Coordinate annotation data =>
■ ■ ■ ■ ■ ■ ■

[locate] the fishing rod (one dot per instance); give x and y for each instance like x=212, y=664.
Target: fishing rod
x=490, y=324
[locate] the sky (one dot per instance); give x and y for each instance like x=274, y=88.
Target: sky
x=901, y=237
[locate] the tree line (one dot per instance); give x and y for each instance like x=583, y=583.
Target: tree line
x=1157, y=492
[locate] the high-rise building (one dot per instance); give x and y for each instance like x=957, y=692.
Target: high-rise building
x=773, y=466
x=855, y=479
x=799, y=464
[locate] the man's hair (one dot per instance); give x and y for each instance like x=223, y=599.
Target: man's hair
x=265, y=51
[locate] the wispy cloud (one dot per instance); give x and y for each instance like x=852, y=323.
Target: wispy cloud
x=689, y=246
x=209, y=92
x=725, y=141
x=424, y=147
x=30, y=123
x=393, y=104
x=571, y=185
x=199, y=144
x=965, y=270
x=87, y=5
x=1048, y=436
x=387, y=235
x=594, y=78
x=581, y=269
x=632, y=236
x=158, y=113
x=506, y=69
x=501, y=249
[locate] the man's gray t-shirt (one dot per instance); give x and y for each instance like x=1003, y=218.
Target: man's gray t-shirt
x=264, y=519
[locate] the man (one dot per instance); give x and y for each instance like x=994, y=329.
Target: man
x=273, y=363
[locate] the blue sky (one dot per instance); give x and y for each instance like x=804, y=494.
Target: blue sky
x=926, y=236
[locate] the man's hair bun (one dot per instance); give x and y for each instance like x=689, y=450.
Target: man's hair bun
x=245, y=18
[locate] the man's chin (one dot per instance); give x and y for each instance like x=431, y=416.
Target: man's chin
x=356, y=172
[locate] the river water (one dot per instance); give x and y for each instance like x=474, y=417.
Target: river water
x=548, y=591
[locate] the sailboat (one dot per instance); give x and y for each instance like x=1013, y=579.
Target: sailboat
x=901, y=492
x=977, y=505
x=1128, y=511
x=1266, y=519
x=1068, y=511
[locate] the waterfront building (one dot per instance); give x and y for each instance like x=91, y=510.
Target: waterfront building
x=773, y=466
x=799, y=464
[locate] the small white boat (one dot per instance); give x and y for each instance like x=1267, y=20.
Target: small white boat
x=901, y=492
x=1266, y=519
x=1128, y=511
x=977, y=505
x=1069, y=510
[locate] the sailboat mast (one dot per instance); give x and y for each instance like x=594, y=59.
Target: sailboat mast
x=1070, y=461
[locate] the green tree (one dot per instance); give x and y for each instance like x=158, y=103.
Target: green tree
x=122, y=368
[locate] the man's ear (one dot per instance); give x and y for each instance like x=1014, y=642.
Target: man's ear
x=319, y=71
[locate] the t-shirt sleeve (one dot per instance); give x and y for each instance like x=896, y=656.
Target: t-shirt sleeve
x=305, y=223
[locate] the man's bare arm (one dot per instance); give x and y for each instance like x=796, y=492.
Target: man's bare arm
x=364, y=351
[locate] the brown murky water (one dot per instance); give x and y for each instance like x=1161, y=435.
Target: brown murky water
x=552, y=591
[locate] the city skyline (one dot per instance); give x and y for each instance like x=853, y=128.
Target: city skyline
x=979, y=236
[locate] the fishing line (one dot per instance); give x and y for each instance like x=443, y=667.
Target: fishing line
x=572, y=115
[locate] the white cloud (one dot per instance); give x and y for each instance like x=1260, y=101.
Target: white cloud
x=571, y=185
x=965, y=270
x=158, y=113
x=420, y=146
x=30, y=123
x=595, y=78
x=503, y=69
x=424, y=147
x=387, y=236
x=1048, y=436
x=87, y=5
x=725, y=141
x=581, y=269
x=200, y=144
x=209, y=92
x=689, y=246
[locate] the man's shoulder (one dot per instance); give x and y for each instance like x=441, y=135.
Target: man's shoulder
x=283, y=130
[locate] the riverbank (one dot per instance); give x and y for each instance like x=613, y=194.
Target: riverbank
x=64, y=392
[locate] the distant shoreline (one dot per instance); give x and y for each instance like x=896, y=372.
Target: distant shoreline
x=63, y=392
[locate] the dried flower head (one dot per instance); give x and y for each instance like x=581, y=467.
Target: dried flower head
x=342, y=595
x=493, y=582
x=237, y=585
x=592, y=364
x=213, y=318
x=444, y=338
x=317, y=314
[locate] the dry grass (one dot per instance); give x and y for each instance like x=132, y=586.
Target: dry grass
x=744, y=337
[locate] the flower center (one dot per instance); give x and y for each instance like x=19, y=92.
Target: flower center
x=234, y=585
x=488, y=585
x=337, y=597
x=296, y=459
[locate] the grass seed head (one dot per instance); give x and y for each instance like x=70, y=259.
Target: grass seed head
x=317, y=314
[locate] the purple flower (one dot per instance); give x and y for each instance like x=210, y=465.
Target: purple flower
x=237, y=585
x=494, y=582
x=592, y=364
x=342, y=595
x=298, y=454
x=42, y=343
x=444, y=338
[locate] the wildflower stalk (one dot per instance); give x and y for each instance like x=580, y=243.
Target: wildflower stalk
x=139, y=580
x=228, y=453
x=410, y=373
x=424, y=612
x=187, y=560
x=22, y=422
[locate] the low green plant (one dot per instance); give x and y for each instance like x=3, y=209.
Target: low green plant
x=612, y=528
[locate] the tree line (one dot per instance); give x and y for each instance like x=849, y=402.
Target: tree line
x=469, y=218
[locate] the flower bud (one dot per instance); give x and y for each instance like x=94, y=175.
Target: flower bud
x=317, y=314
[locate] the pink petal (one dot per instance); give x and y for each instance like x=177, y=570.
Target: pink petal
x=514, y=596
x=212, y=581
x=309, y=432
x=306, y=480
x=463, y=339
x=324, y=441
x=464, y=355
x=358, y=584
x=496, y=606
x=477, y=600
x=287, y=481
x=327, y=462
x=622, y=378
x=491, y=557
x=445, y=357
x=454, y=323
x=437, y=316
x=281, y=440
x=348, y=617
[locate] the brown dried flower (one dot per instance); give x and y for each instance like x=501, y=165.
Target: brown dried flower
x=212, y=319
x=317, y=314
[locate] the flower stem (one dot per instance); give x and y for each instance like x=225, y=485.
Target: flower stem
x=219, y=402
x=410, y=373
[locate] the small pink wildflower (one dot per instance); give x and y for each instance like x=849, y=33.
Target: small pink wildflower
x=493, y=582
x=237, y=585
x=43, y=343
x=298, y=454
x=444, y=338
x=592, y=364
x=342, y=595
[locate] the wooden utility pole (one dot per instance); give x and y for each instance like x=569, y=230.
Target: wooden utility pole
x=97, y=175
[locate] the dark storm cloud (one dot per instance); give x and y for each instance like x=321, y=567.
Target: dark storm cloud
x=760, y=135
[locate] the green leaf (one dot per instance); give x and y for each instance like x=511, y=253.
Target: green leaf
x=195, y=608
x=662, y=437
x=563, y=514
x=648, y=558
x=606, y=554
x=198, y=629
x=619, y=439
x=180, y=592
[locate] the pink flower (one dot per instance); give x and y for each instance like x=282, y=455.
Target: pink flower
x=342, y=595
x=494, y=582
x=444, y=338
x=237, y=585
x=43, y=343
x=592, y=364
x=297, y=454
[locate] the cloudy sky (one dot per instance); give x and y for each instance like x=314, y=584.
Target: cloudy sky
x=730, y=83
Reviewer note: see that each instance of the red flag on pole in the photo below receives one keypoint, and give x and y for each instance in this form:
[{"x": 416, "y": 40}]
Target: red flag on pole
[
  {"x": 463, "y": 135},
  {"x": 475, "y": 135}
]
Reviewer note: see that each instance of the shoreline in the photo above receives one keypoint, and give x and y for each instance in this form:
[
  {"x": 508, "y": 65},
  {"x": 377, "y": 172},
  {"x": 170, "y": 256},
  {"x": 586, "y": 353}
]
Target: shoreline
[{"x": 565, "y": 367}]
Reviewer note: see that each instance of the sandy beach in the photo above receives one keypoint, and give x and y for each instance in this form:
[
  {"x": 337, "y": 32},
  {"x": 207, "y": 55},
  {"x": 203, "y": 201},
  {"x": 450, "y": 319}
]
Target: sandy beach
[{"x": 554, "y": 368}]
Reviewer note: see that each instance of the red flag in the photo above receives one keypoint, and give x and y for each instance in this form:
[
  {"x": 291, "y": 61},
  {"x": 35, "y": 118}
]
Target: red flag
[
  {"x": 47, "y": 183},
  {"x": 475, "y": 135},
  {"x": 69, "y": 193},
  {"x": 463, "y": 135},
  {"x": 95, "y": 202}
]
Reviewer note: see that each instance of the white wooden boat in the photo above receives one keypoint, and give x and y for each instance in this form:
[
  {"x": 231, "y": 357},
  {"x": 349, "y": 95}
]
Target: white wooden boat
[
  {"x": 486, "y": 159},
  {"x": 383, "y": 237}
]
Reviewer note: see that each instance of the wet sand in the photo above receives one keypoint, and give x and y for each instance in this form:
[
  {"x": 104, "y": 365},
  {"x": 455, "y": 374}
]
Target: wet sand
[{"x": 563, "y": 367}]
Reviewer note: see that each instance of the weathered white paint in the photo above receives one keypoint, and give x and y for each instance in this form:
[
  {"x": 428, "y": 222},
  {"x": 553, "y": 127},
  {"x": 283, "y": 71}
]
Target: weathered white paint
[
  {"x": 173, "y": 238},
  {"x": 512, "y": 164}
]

■ ■ ■ ■ ■ ■ ■

Work required => Copy the data above verbatim, everything from the start down to the line containing "x=245, y=18", both ends included.

Finished exercise =>
[locate] the fishing rod (one dot per instance); give x and y for each instance like x=212, y=664.
Target: fishing rod
x=490, y=324
[locate] the sky (one dot per instance); give x and y for each instance like x=274, y=88.
Target: sky
x=901, y=237
[locate] the tree line (one dot per instance); give x and y for each instance like x=583, y=583.
Target: tree line
x=1157, y=492
[locate] the high-rise building (one dot per instance); give x and y for each instance like x=957, y=692.
Target: high-rise building
x=773, y=466
x=855, y=479
x=799, y=464
[locate] the man's hair (one dot per instance); give x and y for each instance like x=223, y=599.
Target: man's hair
x=265, y=51
[locate] the wispy cloud (one dot per instance); give x and y for each instance like x=852, y=323.
Target: wispy cloud
x=689, y=246
x=209, y=92
x=725, y=141
x=424, y=147
x=30, y=123
x=393, y=104
x=571, y=185
x=199, y=144
x=965, y=270
x=87, y=5
x=1048, y=436
x=387, y=235
x=594, y=78
x=581, y=269
x=632, y=236
x=158, y=113
x=506, y=69
x=501, y=249
[locate] the man's gray t-shirt (one dot per instance); give x and y for each instance like x=1003, y=218.
Target: man's gray t-shirt
x=264, y=519
[locate] the man (one dot per instance); give x and y for each instance like x=994, y=329.
Target: man
x=273, y=363
[locate] the blue sky (one dot per instance); give x and y for each instance like x=804, y=494.
Target: blue sky
x=926, y=236
[locate] the man's hair bun (one dot per instance); give x and y for each instance like x=689, y=450.
Target: man's hair bun
x=245, y=18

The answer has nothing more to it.